> **CHALLENGE**: Copy the data below word for word, from the line containing "Target: lower wooden cabinet" through the end of the data, and leave the pictures out.
** START DATA FOR THIS TASK **
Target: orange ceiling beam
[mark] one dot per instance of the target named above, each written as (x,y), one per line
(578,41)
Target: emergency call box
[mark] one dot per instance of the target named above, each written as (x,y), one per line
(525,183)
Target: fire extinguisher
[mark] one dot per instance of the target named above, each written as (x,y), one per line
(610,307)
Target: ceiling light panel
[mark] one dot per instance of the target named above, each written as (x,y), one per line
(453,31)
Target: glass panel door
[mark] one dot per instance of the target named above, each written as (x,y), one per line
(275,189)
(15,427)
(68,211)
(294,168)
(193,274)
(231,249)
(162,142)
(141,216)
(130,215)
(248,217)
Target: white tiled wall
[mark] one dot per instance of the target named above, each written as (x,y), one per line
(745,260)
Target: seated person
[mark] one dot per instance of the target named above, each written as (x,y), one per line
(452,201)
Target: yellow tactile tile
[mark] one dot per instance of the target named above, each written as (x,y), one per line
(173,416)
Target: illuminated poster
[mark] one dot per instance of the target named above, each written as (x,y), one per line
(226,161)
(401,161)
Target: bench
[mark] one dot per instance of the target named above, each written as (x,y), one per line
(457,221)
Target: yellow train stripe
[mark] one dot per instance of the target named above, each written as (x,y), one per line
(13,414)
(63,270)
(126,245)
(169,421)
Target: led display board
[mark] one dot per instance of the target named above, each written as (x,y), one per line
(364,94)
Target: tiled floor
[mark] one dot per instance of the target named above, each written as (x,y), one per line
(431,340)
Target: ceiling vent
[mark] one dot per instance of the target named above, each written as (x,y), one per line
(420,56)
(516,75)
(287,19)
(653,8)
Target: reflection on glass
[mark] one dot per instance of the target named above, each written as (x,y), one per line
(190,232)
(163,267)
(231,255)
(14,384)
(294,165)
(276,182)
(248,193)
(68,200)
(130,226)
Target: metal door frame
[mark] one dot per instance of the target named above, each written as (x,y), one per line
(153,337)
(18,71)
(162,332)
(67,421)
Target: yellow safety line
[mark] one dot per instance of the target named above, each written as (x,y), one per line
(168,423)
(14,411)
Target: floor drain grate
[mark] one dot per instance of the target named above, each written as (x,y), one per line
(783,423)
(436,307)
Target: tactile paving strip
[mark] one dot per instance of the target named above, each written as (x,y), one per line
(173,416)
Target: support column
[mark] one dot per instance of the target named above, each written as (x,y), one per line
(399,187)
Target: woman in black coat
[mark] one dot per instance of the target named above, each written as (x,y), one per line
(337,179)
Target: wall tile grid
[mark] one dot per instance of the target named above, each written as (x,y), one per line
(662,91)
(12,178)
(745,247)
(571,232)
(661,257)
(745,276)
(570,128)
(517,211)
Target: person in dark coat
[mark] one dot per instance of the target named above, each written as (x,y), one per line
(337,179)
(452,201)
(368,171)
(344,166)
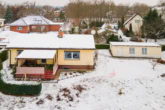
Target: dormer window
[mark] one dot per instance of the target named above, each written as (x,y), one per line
(19,28)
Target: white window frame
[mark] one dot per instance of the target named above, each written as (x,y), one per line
(72,54)
(144,51)
(42,61)
(131,51)
(19,28)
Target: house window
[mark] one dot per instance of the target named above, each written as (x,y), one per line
(137,21)
(43,61)
(144,51)
(19,52)
(131,50)
(19,28)
(33,27)
(72,55)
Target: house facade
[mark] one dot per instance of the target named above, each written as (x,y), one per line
(40,56)
(2,22)
(136,21)
(134,49)
(34,24)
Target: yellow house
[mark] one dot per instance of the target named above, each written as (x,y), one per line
(136,21)
(135,49)
(41,55)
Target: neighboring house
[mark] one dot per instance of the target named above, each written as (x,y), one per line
(39,55)
(34,24)
(2,22)
(137,21)
(135,49)
(160,10)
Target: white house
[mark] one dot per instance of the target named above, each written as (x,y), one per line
(137,21)
(2,22)
(135,49)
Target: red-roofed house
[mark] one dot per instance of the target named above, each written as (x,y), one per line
(34,24)
(137,21)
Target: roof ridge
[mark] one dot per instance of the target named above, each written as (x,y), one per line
(132,18)
(24,21)
(44,19)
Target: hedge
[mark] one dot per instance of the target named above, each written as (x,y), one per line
(102,46)
(3,55)
(163,47)
(17,89)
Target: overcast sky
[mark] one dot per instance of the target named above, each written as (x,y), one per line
(64,2)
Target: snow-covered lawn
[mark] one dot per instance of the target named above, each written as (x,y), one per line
(115,84)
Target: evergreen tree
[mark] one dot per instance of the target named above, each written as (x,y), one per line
(8,15)
(119,24)
(62,15)
(153,25)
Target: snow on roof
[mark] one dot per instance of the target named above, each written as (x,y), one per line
(52,41)
(33,20)
(37,54)
(131,18)
(134,44)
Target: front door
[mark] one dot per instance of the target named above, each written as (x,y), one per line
(119,52)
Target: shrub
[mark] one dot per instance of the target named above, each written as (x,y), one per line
(1,65)
(17,89)
(163,47)
(3,55)
(112,38)
(102,46)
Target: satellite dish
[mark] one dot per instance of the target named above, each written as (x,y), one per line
(93,32)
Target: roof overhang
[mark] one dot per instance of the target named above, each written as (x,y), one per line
(37,54)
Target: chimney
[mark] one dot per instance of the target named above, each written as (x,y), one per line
(60,34)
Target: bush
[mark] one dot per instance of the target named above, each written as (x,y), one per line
(3,55)
(16,89)
(102,46)
(163,47)
(112,38)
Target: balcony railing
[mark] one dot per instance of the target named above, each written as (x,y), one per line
(30,70)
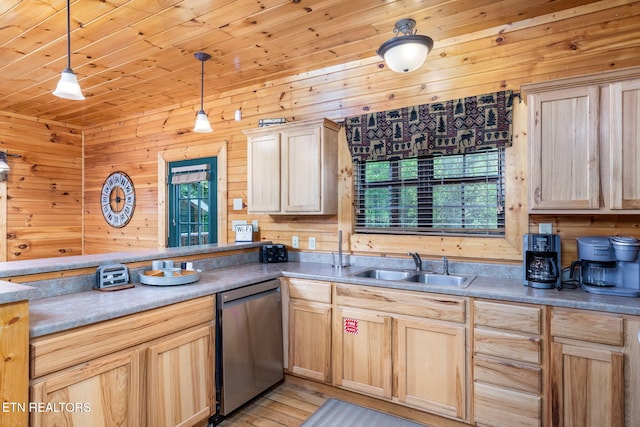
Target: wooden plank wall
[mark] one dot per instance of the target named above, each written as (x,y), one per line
(585,40)
(43,191)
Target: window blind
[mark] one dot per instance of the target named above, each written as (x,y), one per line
(455,194)
(188,174)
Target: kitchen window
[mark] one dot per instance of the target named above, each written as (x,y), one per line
(460,194)
(192,202)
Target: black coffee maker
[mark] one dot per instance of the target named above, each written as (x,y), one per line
(542,268)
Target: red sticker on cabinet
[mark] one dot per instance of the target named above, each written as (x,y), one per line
(351,326)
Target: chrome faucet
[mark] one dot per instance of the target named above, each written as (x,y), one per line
(416,259)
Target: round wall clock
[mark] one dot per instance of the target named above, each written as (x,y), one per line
(118,199)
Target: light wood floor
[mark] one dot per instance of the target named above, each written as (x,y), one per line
(292,402)
(286,405)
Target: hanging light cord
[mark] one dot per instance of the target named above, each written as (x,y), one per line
(202,87)
(68,35)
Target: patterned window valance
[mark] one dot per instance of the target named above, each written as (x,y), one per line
(451,127)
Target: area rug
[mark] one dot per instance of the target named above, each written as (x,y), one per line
(334,413)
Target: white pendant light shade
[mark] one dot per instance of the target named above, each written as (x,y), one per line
(407,52)
(202,123)
(68,87)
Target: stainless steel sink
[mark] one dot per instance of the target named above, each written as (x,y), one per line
(415,276)
(382,274)
(441,279)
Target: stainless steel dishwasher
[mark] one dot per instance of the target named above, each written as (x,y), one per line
(249,343)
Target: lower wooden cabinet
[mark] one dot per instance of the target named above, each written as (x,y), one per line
(588,369)
(307,313)
(154,368)
(101,392)
(588,386)
(412,350)
(508,357)
(179,373)
(362,352)
(310,338)
(430,364)
(14,362)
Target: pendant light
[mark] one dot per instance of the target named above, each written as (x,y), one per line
(407,51)
(68,86)
(202,121)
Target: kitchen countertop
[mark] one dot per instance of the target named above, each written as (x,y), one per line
(12,292)
(49,315)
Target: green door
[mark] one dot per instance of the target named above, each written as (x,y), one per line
(193,206)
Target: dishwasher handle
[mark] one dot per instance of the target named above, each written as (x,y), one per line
(246,291)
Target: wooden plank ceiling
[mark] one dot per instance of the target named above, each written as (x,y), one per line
(135,56)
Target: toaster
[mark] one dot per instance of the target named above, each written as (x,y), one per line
(273,253)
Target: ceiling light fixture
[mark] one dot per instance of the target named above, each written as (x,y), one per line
(407,51)
(68,87)
(202,121)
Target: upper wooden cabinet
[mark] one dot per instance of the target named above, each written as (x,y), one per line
(293,168)
(583,139)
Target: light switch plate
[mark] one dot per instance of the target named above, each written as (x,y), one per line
(237,204)
(545,228)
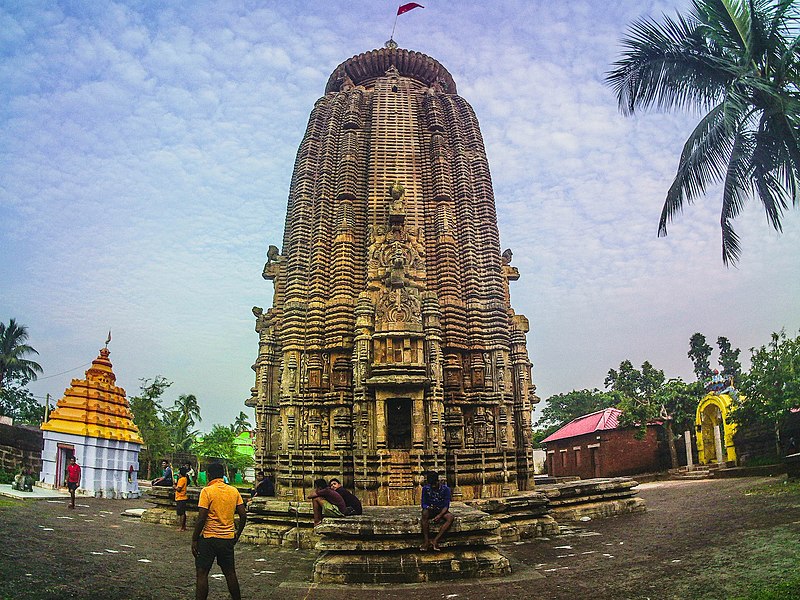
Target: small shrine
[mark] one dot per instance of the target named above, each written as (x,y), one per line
(714,427)
(94,423)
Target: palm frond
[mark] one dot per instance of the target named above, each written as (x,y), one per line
(727,23)
(668,66)
(702,161)
(736,191)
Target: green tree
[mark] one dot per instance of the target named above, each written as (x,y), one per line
(220,443)
(560,409)
(17,402)
(700,355)
(13,350)
(189,409)
(737,59)
(179,421)
(729,359)
(771,388)
(242,423)
(646,396)
(179,431)
(147,410)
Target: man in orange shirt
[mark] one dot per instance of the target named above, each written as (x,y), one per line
(181,497)
(214,536)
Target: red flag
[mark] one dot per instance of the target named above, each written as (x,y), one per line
** END DATA FOR THIS TASK **
> **TASK ANSWER**:
Target: lower wooden cabinet
[mark] one dot per instance of the target named above, each written as (x,y), one per line
(588,369)
(307,313)
(154,368)
(101,392)
(588,386)
(412,350)
(508,357)
(179,373)
(362,352)
(310,338)
(430,364)
(14,362)
Target: pendant light
[mark] one dot per instance of the target named above, each written as (x,y), one per line
(407,51)
(68,86)
(202,121)
Target: kitchen countertop
[mark] one dot per instance of the target named above, each written as (x,y), one per line
(12,292)
(49,315)
Target: green door
[mark] one dot per instance of the target named above, each written as (x,y), one per line
(193,206)
Target: dishwasher handle
[mark] one dot per instance of the target named above, each written as (x,y), one per line
(246,291)
Target: wooden plank ceiling
[mark] one dot per instance of the target named above, each written as (x,y), one per line
(135,56)
Target: toaster
[mark] one dot per instance of the target named above, each written as (x,y), one per line
(273,253)
Target: ceiling light fixture
[mark] one dot per instance of the target named above, each written as (x,y), one per line
(407,51)
(68,87)
(202,121)
Target: upper wooden cabinet
[mark] one dot per instance of the target named above, each written as (x,y), one per line
(293,168)
(583,139)
Target: light switch plate
[mark] one dot per instance of the target named above, each written as (x,y), one per line
(237,204)
(545,228)
Target: small shrine
[mark] one dot per instance of the target named above, each written as (x,y), one per line
(714,427)
(94,423)
Target: palm frond
[mark] one dot per instance of the target named above, each written as (x,y), one per line
(727,23)
(668,66)
(702,161)
(736,191)
Target: green tree
[mark] one dot per instance of the target named above, each written as (x,y), one per line
(220,443)
(560,409)
(17,402)
(700,355)
(13,350)
(189,409)
(737,59)
(179,421)
(729,359)
(771,388)
(242,423)
(646,396)
(179,431)
(147,410)
Target: man in orange shirt
[mark] one dot per instance of the target named above, each written as (x,y), one per line
(181,497)
(214,536)
Target: red flag
[mark] one dot per instance of the target named above, each written as (x,y), one per line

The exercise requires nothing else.